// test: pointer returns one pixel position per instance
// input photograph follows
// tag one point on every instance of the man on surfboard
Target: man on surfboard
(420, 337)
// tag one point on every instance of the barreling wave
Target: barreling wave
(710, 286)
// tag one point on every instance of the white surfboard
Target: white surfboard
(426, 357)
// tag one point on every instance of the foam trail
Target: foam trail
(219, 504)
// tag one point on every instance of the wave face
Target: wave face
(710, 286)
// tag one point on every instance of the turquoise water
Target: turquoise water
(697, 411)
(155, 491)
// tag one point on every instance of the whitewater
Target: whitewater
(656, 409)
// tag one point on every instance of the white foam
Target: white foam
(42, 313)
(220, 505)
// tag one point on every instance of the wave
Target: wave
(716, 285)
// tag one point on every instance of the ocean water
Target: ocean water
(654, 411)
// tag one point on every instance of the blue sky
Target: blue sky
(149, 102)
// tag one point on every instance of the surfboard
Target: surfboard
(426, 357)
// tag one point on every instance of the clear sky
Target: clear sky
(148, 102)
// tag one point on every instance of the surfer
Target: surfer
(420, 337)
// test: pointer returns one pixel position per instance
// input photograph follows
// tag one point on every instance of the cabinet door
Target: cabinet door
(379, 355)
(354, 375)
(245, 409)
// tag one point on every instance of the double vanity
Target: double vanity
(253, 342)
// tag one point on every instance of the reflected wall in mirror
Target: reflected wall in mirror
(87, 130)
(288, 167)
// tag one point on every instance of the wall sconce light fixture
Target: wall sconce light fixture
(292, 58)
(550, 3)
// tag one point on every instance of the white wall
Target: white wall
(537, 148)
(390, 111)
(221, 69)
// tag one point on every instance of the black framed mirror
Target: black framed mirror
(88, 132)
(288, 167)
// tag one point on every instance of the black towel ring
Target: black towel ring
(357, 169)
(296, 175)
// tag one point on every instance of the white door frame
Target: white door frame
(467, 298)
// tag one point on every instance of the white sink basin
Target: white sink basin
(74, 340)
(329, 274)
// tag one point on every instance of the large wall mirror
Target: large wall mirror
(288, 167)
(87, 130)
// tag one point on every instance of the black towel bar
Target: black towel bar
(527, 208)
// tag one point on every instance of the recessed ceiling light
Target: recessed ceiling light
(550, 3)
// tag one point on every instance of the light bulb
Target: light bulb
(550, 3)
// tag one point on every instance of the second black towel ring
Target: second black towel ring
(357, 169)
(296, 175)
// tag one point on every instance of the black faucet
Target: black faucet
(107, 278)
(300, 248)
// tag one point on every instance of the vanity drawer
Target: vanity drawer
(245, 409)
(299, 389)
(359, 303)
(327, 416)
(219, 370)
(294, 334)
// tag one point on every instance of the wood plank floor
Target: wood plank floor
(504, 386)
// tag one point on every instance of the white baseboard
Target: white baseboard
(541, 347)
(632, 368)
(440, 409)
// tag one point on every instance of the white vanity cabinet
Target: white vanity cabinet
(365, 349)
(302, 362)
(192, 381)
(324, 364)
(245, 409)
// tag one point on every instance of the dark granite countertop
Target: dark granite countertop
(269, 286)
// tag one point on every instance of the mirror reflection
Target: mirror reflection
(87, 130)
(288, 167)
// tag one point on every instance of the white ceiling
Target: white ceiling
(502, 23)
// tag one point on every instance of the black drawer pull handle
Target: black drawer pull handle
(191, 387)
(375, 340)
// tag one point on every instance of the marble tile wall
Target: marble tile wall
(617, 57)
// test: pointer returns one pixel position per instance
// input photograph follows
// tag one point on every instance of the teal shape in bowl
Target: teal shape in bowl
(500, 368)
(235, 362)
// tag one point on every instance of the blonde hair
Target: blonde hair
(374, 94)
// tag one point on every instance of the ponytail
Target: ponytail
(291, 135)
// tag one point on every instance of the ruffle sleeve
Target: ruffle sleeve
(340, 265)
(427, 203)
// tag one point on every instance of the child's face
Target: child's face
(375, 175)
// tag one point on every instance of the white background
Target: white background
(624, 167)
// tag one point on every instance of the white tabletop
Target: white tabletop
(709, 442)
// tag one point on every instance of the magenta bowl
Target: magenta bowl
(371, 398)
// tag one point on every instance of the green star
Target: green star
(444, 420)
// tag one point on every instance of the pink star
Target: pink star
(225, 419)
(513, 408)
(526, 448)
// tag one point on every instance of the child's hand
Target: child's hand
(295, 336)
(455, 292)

◇ ◇ ◇

Give all of the entries again, word for word.

// test: pointer returns one pixel position per instance
// input photograph follows
// tag one point on every instance of the man on surfboard
Target: man on surfboard
(420, 337)
// tag one point on every instance of the barreling wave
Target: barreling wave
(710, 286)
// tag one point on every instance of the white surfboard
Target: white surfboard
(426, 357)
// tag one point on every instance of the foam trail
Target: foam trail
(219, 504)
// tag one point on every instance of the wave face
Target: wave face
(710, 286)
// tag one point on every instance of the turquoise water
Target: turquoise water
(697, 411)
(155, 491)
// tag one point on every instance of the whitewater
Target: whitewater
(656, 409)
// tag one point on every instance of the white foam
Target: white foam
(42, 313)
(220, 505)
// tag one point on every instance of the wave
Target: wave
(716, 285)
// tag one point on every instance of the ocean water
Target: ocean water
(654, 411)
// tag one point on every instance of the blue sky
Target: blue sky
(149, 102)
// tag one point on every instance of the surfboard
Target: surfboard
(426, 357)
// tag one point on every instance of the clear sky
Target: clear sky
(148, 102)
// tag one point on every instance of the surfer
Target: surfer
(420, 337)
// test: pointer returns one pixel position per instance
// input photograph follows
// tag one point on every instance of the cabinet door
Target: cabinet door
(379, 355)
(354, 375)
(245, 409)
// tag one point on every instance of the double vanity
Target: double vanity
(253, 342)
// tag one point on every instance of the reflected wall in mirror
Target: reflected wall in mirror
(87, 130)
(288, 167)
// tag one point on every instance of the wall sconce light fixture
Target: wall sconce light fixture
(292, 58)
(550, 3)
// tag one point on every instance of the white wall
Target: white wall
(537, 148)
(390, 111)
(221, 69)
// tag one point on every instance of the black framed mirror
Target: black framed mirror
(88, 132)
(288, 167)
// tag one point on every instance of the black towel ring
Target: black towel ring
(357, 169)
(296, 175)
// tag one point on every instance of the white door frame
Target: white door frame
(467, 298)
// tag one point on every instance of the white sink basin
Target: white sink basin
(74, 340)
(329, 274)
// tag one point on every instance of the large wall mirror
Target: large wall mirror
(288, 167)
(87, 130)
// tag one point on every instance of the black towel bar
Target: black towel bar
(527, 208)
// tag one point on every instance of the recessed ceiling light
Target: recessed ceiling light
(550, 3)
// tag one point on every instance of the light bulb
Target: light bulb
(550, 3)
// tag one point on every instance of the second black towel ring
Target: second black towel ring
(357, 169)
(296, 175)
// tag one point on every instance of the black faucet
Target: black faucet
(107, 278)
(300, 248)
// tag one point on every instance of the vanity drawer
Target: vanity drawer
(245, 409)
(299, 389)
(359, 303)
(327, 416)
(219, 370)
(294, 334)
// tag one point on every instance of the wood plank floor
Target: wood plank floor
(504, 386)
// tag one point on every instance of the white baseboard
Target: white baseboard
(541, 347)
(632, 368)
(440, 409)
// tag one point on every instance of the white vanity cabinet
Target: white vanity cabinet
(365, 349)
(302, 362)
(192, 381)
(324, 364)
(245, 409)
// tag one point on every instance of the dark granite countertop
Target: dark granite countertop
(269, 286)
// tag one point on every instance of the mirror reflection
Target: mirror reflection
(87, 130)
(288, 167)
// tag one point on every instance of the white ceiling
Target: white ceiling
(502, 23)
// tag one point on every instance of the black drawer pull handle
Target: black drawer pull handle
(191, 387)
(375, 340)
// tag one point on every instance of the marble tile wall
Target: marble tile wall
(617, 57)
// test: pointer returns one pixel position per instance
// input photograph follows
// tag one point on every instance of the teal shape in bowl
Target: teal shape in bowl
(500, 368)
(235, 362)
// tag one point on every instance of the blonde hair
Target: blonde hair
(374, 94)
// tag one point on every instance of the ponytail
Target: ponytail
(291, 135)
// tag one point on every instance of the ruffle sleeve
Target: ruffle sleeve
(340, 265)
(427, 203)
// tag one point on every instance of the child's face
Target: child's face
(375, 175)
// tag one point on every instance of the white background
Target: white background
(624, 167)
// tag one point on every instance of the white tabletop
Target: white tabletop
(709, 442)
// tag one point on every instance of the magenta bowl
Target: magenta bowl
(371, 398)
// tag one point on every instance of the green star
Target: green star
(444, 420)
// tag one point on every instance of the pink star
Target: pink star
(225, 419)
(513, 408)
(526, 448)
// tag one point on every instance of the child's hand
Target: child's hand
(295, 336)
(455, 292)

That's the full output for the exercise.